* Documento:
--
Basado en hechos reales.
Hace unos meses se aprobó una ley en el senado que determinó el destino de muchas personas. En realidad se trató de una vieja ley que se volvió a instaurar en la legislación sin que la mayor parte de nosotros nos diéramos cuenta. Esto es así porque no salió en las televisiones ni en los periódicos, pasa con muchas cosas de las que hacen allá arriba, si no quieren que se sepa, tienen maneras de hacerlo. En cualquier caso, estoy hablando de la ley que permite a los ciudadanos españoles batirse en duelo hasta morir, y esto es así desde el pasado 3 de julio de 2011.
Vayamos a mi caso. Hace dos semanas, el viernes, escribí
un artículo en este blog. Ese mismo día, cuando salí a la calle, noté que algunas personas me miraban con recelo. Había quien fruncía el ceño cuando me veía a lo lejos, en la acera, y luego se hacía el sueco cuando me acercaba en su dirección. Había quien me miraba por encima del hombro y cuchicheos cuando pasaba cerca de ciertos grupos no faltaron. Había quien me señalaba con el dedo e incluso hubo ciertas personas que escupieron a mis pies con el mas absoluto desprecio cuando me veían llegar. Yo, la verdad, no sabía porque el mundo me odiaba. Quizás se habían dado cuenta de que mis zapatos tenían agujeros para transpirar, o quizás la manera que había tenido ese día de peinarme les recordaba a algún enemigo histórico de la humanidad. Un misterio. Seguí paseando durante un rato, cada vez mas consternado, hasta que me crucé con un personaje muy famoso de mi ciudad. Su nombre no viene al caso. Basta con decir que se trata del dueño de un respetado hotel. Ese día, como siempre, lucía un bigote exuberante (un bigote de tales magnitudes que hay quien lo apoda "señor morsa"), vestía además con una chistera ostentosa, esmoquin, pajarita, una camisa blanca de la mas delicada seda y unos zapatos relucientes. Sin agujeros para la transpiración. Todo esto lo supe yo porque tengo buen ojo para los textiles debido a un don innato. El tipo se me acercó despacito en compañía de su mujer, la cual vestía de tal guisa, se paró frente a mí, y repitió un gesto que como he dicho antes, ya habían cometido dos o tres conciudadanos aquella mañana. Escupió a mis pies. Después me miró a los ojos y con mucha compostura y buen hacer, me habló.
-¿Usted se cree Dios? ¿Se cree omnipotente?
--
* Instrucciones de trabajo:
[a] Traduce al inglés la siguiente oración del relato sobre la ley del duelo: «Basta con decir que se trata del dueño de un respetado hotel.»
[b] Prosigue el relato sobre la ley del duelo a partir de su última línea.

* Listado de registros:
--
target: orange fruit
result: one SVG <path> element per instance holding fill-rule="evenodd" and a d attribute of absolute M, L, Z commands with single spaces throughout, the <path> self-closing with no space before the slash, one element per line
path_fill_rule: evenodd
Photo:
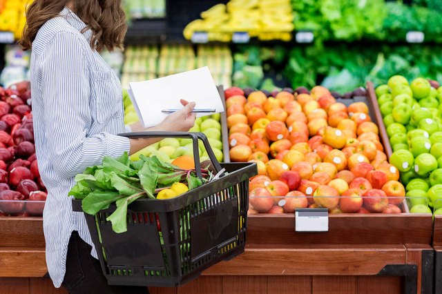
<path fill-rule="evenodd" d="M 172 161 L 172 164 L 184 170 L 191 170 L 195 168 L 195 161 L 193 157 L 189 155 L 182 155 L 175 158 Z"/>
--
* Tareas resueltas:
[a] Suffice it to say that he is the owner of a respected hotel.

[b]
-No... -respondí sorprendido y algo patidifuso.
-¿Entonces por qué ha hecho eso? ¿Por qué ha escrito eso?
-¿A qué se refiere señor? -pregunté sin salir de mi asombro.
-A eso, a esa desgracia, a esa hez, esa escoria en forma de artículo que acaba de escribir usted. Mire, mire, mire a mi mujer. Mírela, haga el favor. Por suerte yo soy caballero de entereza, pero ella.. Mire como se ha quedado después de leer su escrito -el tipo ladeó la cabeza en dirección a su mujer. En honor a la verdad, la mujer, también arreglada con las ropas mas caras de la ciudad, lucía un aspecto horrible. Tenía ojeras, seguramente debidas al llanto. Miraba al suelo y su tez estaba ligeramente grisácea. Yo no supe que responder. ¿Qué se responde a eso? Desconocía que algo escrito pudiera hacer tanto daño.
-Es usted repugnante -me espetó el caballero-, repugnante... Semejante comparación... ¿Cómo se puede tener tan poca sensibilidad para escribir eso? Comparar el estado emocional de uno con un formato digital de imagen... Es repugnante.
-Yo... Lo siento, no era mi intención lastimarles de tal modo -intenté justificarme.
-Ya -dijo él-. Por suerte ya he pensado una solución. Tenga -me tendió un papel- firme aquí.
El papel decía así:
"CONTRATO DE DUELO A MUERTE - El señor Fulanito De Tal, profundamente dolido tras la lectura del artículo que el señor Ender ha escrito, desea dar muerte a dicho ciudadano en un duelo que, en el caso de que el señor Ender acepte, se celebrará en Caballo Blanco, el día 12 de noviembre, a las doce del mediodía. De esta forma podrá considerarse restaurado el honor del señor Fulanito De Tal, así como el de su esposa y el de todas las personas que hayan tenido la desgracia de leer semejante despropósito. Para que la muerte del señor Ender sea mas satisfactoria todavía, se le permitirá elegir los utensilios de muerte que se usarán durante el combate. Si el señor Ender no firma este acuerdo, es una gallina sin honor."
El caballero del bigote me tendió un bolígrafo y firmé.
-Aquí tiene -le dije devolviéndole el papel y el bolígrafo.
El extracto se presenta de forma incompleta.